◆ **Exercise brief**
Although the entries contain pictures, write out only their text, exactly as it stands.

[[ Records for this task, beginning ]]

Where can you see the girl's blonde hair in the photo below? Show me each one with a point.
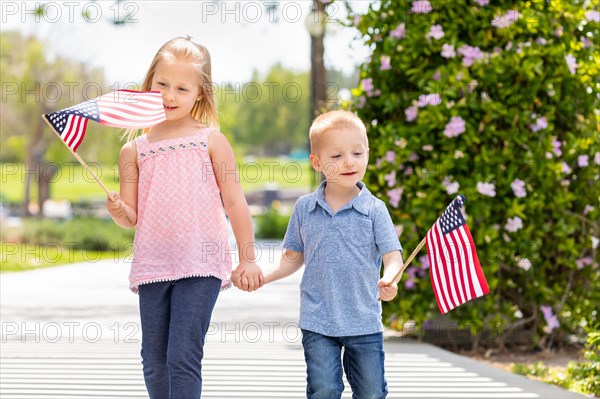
(182, 49)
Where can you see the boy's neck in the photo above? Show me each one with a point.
(337, 196)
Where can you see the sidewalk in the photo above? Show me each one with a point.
(73, 331)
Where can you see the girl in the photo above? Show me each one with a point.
(176, 183)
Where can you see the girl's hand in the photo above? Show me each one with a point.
(247, 277)
(387, 290)
(116, 204)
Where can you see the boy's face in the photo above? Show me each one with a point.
(342, 155)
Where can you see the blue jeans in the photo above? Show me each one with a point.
(175, 316)
(362, 362)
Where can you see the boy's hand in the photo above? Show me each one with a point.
(387, 290)
(247, 277)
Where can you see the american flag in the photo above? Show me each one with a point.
(456, 275)
(122, 108)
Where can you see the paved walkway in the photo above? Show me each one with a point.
(73, 332)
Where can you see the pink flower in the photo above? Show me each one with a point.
(399, 32)
(524, 264)
(506, 20)
(556, 145)
(424, 259)
(455, 127)
(592, 16)
(470, 54)
(586, 42)
(421, 7)
(448, 51)
(551, 319)
(411, 113)
(385, 63)
(436, 31)
(518, 187)
(514, 224)
(571, 63)
(583, 262)
(429, 99)
(487, 189)
(360, 102)
(540, 124)
(367, 84)
(390, 156)
(390, 178)
(451, 187)
(395, 195)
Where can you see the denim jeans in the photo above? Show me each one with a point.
(175, 316)
(362, 362)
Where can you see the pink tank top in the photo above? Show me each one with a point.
(182, 229)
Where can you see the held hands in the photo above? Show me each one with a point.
(247, 277)
(115, 205)
(387, 289)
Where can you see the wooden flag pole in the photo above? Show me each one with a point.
(410, 258)
(81, 161)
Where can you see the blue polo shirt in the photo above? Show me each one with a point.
(342, 255)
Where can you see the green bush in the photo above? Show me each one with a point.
(585, 376)
(494, 101)
(81, 233)
(272, 224)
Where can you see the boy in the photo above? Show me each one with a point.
(342, 233)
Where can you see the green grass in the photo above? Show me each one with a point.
(21, 257)
(73, 183)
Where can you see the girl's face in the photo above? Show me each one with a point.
(179, 85)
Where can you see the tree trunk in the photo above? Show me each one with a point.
(33, 161)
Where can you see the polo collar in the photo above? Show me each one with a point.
(360, 202)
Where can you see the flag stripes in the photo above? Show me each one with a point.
(122, 108)
(455, 272)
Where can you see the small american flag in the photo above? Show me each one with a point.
(456, 275)
(122, 108)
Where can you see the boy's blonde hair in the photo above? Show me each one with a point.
(334, 120)
(182, 49)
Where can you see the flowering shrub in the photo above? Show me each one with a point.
(494, 101)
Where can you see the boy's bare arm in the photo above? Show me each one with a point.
(388, 285)
(291, 262)
(392, 263)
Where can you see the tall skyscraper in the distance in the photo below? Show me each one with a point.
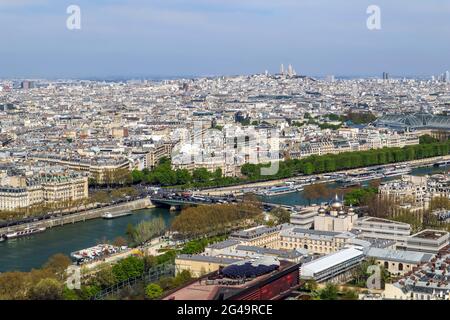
(26, 84)
(330, 78)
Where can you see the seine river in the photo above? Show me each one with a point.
(26, 253)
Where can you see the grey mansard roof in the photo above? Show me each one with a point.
(414, 121)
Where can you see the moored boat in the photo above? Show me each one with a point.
(24, 233)
(109, 215)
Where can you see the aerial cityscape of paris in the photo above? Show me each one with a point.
(222, 150)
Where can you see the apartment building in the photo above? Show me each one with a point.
(316, 242)
(44, 189)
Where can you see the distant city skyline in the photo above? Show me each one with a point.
(163, 39)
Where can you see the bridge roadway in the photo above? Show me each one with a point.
(177, 203)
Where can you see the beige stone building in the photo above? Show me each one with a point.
(316, 242)
(22, 193)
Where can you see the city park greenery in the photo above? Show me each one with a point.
(49, 282)
(164, 175)
(216, 219)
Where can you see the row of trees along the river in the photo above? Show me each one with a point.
(164, 175)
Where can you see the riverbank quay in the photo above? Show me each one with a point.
(248, 187)
(83, 215)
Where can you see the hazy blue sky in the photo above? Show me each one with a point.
(207, 37)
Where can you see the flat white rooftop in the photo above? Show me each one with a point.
(331, 260)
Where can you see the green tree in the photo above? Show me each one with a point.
(183, 176)
(201, 175)
(129, 267)
(105, 277)
(58, 264)
(282, 215)
(330, 292)
(146, 230)
(47, 289)
(349, 294)
(153, 291)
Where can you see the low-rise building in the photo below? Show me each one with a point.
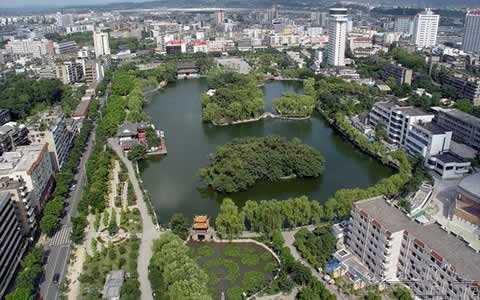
(33, 165)
(12, 135)
(397, 119)
(425, 257)
(12, 241)
(465, 87)
(54, 130)
(465, 127)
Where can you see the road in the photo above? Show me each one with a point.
(59, 246)
(150, 231)
(289, 237)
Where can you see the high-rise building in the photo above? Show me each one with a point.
(471, 36)
(219, 17)
(423, 256)
(425, 29)
(101, 43)
(337, 36)
(404, 25)
(12, 240)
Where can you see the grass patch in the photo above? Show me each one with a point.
(233, 270)
(253, 281)
(234, 293)
(205, 251)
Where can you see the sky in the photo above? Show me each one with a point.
(23, 3)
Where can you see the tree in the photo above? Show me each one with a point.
(229, 222)
(137, 153)
(401, 293)
(180, 225)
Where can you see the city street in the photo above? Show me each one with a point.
(59, 246)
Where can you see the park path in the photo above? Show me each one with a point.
(289, 237)
(150, 231)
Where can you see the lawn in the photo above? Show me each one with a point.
(234, 268)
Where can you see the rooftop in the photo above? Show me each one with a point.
(458, 114)
(433, 128)
(448, 157)
(113, 284)
(21, 160)
(464, 259)
(471, 184)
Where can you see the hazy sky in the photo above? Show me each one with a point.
(17, 3)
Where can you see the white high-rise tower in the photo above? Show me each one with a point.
(471, 36)
(101, 43)
(337, 36)
(425, 29)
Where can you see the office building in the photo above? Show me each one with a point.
(403, 24)
(63, 20)
(79, 28)
(53, 130)
(29, 47)
(12, 241)
(176, 47)
(425, 29)
(401, 74)
(27, 213)
(33, 165)
(12, 135)
(397, 119)
(465, 87)
(465, 127)
(471, 34)
(70, 72)
(101, 43)
(337, 37)
(219, 17)
(425, 257)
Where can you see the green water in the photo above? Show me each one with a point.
(173, 183)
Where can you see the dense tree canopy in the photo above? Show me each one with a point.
(229, 222)
(20, 94)
(237, 97)
(236, 166)
(294, 105)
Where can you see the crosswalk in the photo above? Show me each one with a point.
(62, 237)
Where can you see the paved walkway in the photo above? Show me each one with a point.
(150, 231)
(289, 237)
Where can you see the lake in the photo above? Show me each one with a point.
(173, 181)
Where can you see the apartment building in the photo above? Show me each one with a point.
(12, 135)
(465, 87)
(27, 213)
(397, 119)
(465, 127)
(337, 37)
(401, 74)
(29, 47)
(12, 241)
(33, 165)
(70, 72)
(432, 262)
(68, 47)
(425, 28)
(54, 130)
(427, 139)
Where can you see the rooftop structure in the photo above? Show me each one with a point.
(425, 257)
(113, 285)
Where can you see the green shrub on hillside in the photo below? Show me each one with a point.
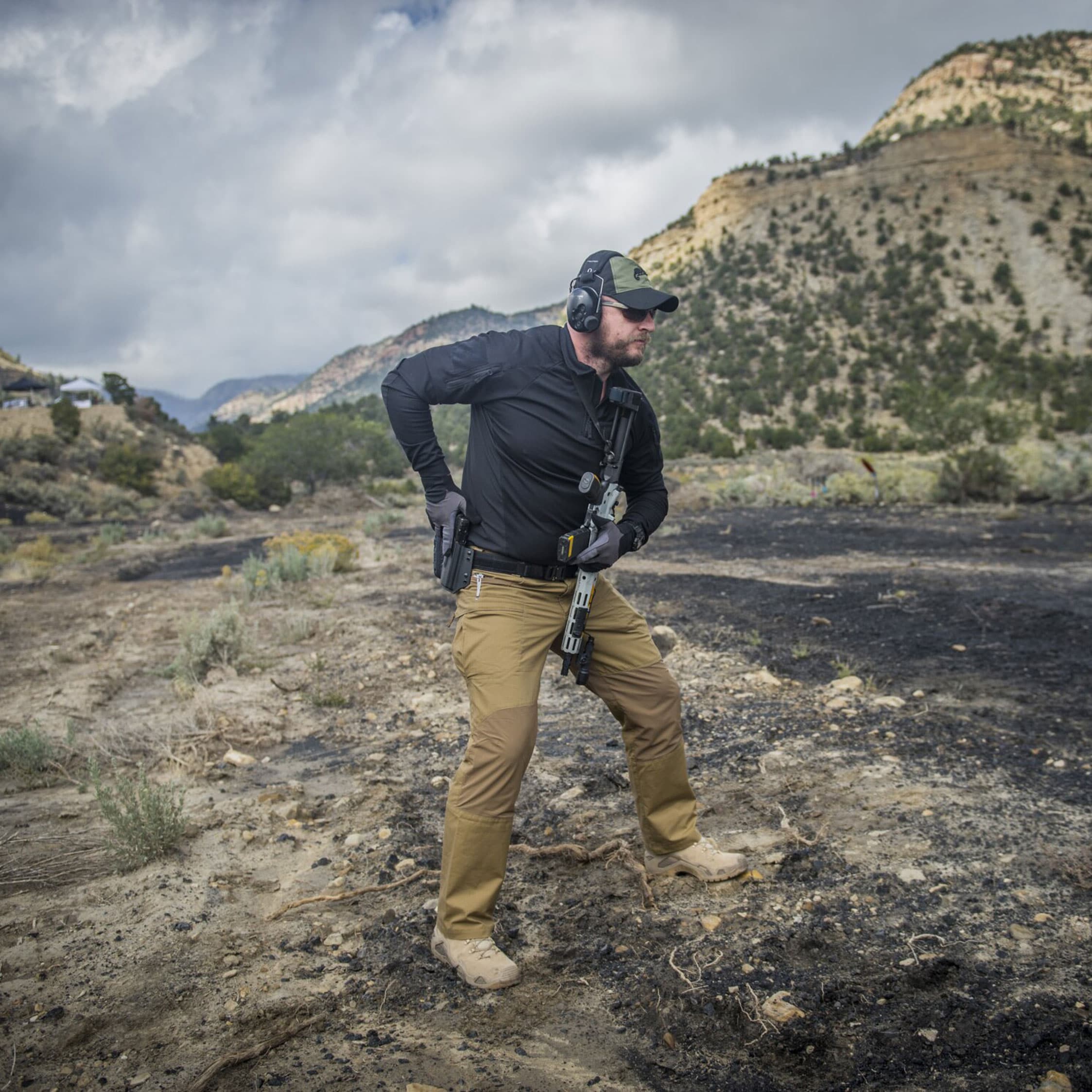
(213, 641)
(145, 819)
(112, 534)
(124, 465)
(27, 753)
(254, 491)
(66, 419)
(975, 474)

[[ Records for this task, end ]]

◆ **Response area**
Where can you see the girl's blonde hair in the photo below? Show me each one with a point.
(182, 49)
Where can you see the boy's neck in the photo above? Show me each one with a point.
(337, 196)
Where can you see the sidewalk in the photo above? Show me each one with a point.
(73, 331)
Where can you see the girl in the photo above? Show me each one with a point.
(176, 183)
Where can you see the girl's hand in the photo above? Show me each one with a point.
(247, 277)
(387, 290)
(116, 204)
Where can you see the boy's face in the photo above? Show me each one with a point.
(342, 155)
Where can you see the blue jeans in the photo above? Show me each one with a point.
(175, 316)
(362, 362)
Where can you see the boy's hand in the photo above? Show me each one with a point.
(387, 290)
(247, 277)
Where can you see the american flag in the photo above? Show me each one with a point.
(456, 275)
(122, 108)
Where can you see the paved walkway in the photo above? Show me each one with a point.
(73, 332)
Where can you see the pink flower in the photo above? Show me each one with a point.
(399, 32)
(524, 264)
(506, 20)
(556, 145)
(424, 259)
(455, 127)
(592, 16)
(470, 54)
(586, 42)
(421, 7)
(448, 51)
(551, 319)
(411, 113)
(385, 63)
(436, 31)
(518, 187)
(514, 224)
(571, 63)
(583, 262)
(429, 99)
(487, 189)
(360, 102)
(540, 124)
(367, 84)
(390, 156)
(390, 178)
(451, 187)
(395, 195)
Where can you see the denim jeans in the photo above? Show me each one with a point.
(175, 316)
(362, 362)
Where can you see the pink tank top in the photo above? Show me each one with a point.
(182, 229)
Where can you see the held hands in the photo above? Show me each one with a point.
(247, 277)
(115, 205)
(387, 289)
Where can you see the wooden flag pole in the photo above? Show me each one with a point.
(410, 258)
(81, 161)
Where can you see the blue polo shirt in the photo above? Show me each one with a point.
(342, 255)
Where can you see the green bush in the photo above? Show me each one with a point.
(585, 376)
(494, 101)
(81, 233)
(272, 224)
Where can you see the boy in the photo above? Show me each one with a point.
(342, 233)
Where can you see the green grass in the photo above? Show me each one with a point.
(21, 257)
(73, 183)
Where can you see the girl's face in the photo above? Show me each one with a point.
(179, 85)
Where can you see the tree trunk in the photo above? Show me each one with a point.
(33, 161)
Where can you see the polo collar in the photo above? Show me each one with a point.
(360, 202)
Where can you see the flag stripes in the photo above? Show me each one with a point.
(122, 108)
(455, 272)
Where can you see the small american flag in the photo above? Show me each one with a point.
(456, 275)
(122, 108)
Where can you see the boy's blonde hair in the photo above? Show me each one with a point.
(334, 120)
(182, 49)
Where can you see the flowering shrub in the photo above? Show me each one with a point.
(494, 101)
Where can you see the boy's bare arm in the photo above? Show me each one with a point.
(388, 285)
(291, 262)
(392, 263)
Where can you see the tall skyscraper in the distance in the photo below? Show me each one with a point.
(26, 84)
(330, 78)
Where can you see the seine river in the photo above? Show me each one with a point.
(26, 253)
Where can you see the grey mansard roof in the photo above? Show me each one with a point.
(414, 121)
Where can you see the moored boat in the photo above? Show me each one with a point.
(24, 233)
(109, 215)
Where can you see the aerial cityscape of paris in the photo above? Show me each one with a point.
(222, 150)
Where can you see the apartment building in the photo above? Show me each one with a point.
(316, 242)
(44, 189)
Where can you see the distant city skyline in the photo above? Show me each one with a point.
(163, 39)
Where can you see the bridge roadway in the photo above? Show me each one with a point.
(177, 203)
Where can you see the beige stone building in the photo above? Show me each one with a point.
(316, 242)
(22, 193)
Where can you see the city park greenery in the photo above? Show me each one with a point.
(49, 282)
(164, 175)
(216, 219)
Where can you see the row of trees along the river in the photo above? Show me each one with a point.
(164, 175)
Where can you see the riverbank quay in the photo above? Show me each one with a point.
(248, 187)
(83, 215)
Where can you see the hazy blue sky in the photo above? Show me each one with a point.
(207, 37)
Where can you see the flat white rooftop in the photo above? Show me each one with a point.
(331, 260)
Where can you see the green tree in the photo above? Show me each one with a point.
(183, 176)
(201, 175)
(129, 267)
(105, 277)
(58, 264)
(282, 215)
(330, 292)
(146, 230)
(47, 289)
(349, 294)
(153, 291)
Where can you see the low-rise building in the photo below? Show me each one with a point.
(33, 165)
(12, 135)
(397, 119)
(425, 257)
(12, 241)
(465, 87)
(54, 130)
(465, 127)
Where can you see the road in the photo above? Show me each one with a point.
(59, 246)
(150, 231)
(289, 237)
Where can you see the high-rise building in the photo above? Show me each one with a point.
(471, 36)
(219, 17)
(423, 256)
(425, 29)
(101, 43)
(337, 36)
(404, 25)
(12, 240)
Where can you see the grass patch in the photo above? Show me each one with a point.
(233, 270)
(253, 281)
(234, 293)
(205, 251)
Where can you see the sky in the photo above? Show me each one with a point.
(23, 3)
Where can you see the tree in the photo above? Show me each one with a point.
(229, 222)
(137, 153)
(401, 293)
(180, 225)
Where can you see the city street in the photo above? Show me each one with a point.
(59, 246)
Where can you see the park path in the photo above? Show me each one with a point.
(289, 237)
(150, 231)
Where can you see the lawn in the photo above? Show me each one with a point.
(234, 268)
Where can you see the rooftop in the photo above? Show me each one with a point.
(458, 114)
(433, 128)
(448, 157)
(113, 284)
(21, 160)
(464, 259)
(471, 184)
Where can you see the hazy sky in the photo above? Show me each one with a point.
(17, 3)
Where can you see the white high-rise tower in the photo above? Show me each one with a point.
(471, 36)
(101, 43)
(337, 36)
(425, 29)
Where can you see the office building in the photo above? Show me each one with a point.
(403, 24)
(63, 20)
(79, 28)
(53, 130)
(29, 47)
(12, 241)
(176, 47)
(425, 29)
(401, 74)
(27, 213)
(33, 165)
(12, 135)
(397, 119)
(465, 87)
(465, 127)
(471, 34)
(70, 72)
(101, 43)
(337, 37)
(219, 17)
(425, 257)
Where can you see the green water in the photo above? Show me each one with a point.
(173, 183)
Where can you see the dense tree canopy in the photo above? Show me each one with a point.
(229, 222)
(20, 94)
(237, 97)
(236, 166)
(294, 105)
Where can you see the crosswalk in the photo above? Show me each one with a point.
(62, 237)
Where can you see the paved walkway in the photo above? Show me each one with a point.
(150, 231)
(289, 237)
Where can you see the lake in the photo above? Show me each one with a point.
(173, 181)
Where can you see the apartment building in the photo above? Show me each one with a point.
(12, 135)
(465, 87)
(27, 213)
(397, 119)
(465, 127)
(337, 37)
(401, 74)
(29, 47)
(12, 241)
(33, 165)
(70, 72)
(432, 262)
(68, 47)
(425, 28)
(54, 130)
(427, 139)
Where can you see the rooftop structure in the photo above? Show me each one with a point.
(425, 257)
(113, 285)
Where can you see the green shrub on hillside in the photo below? Show me each one with a point.
(213, 641)
(145, 819)
(112, 534)
(124, 465)
(27, 753)
(254, 491)
(66, 419)
(975, 474)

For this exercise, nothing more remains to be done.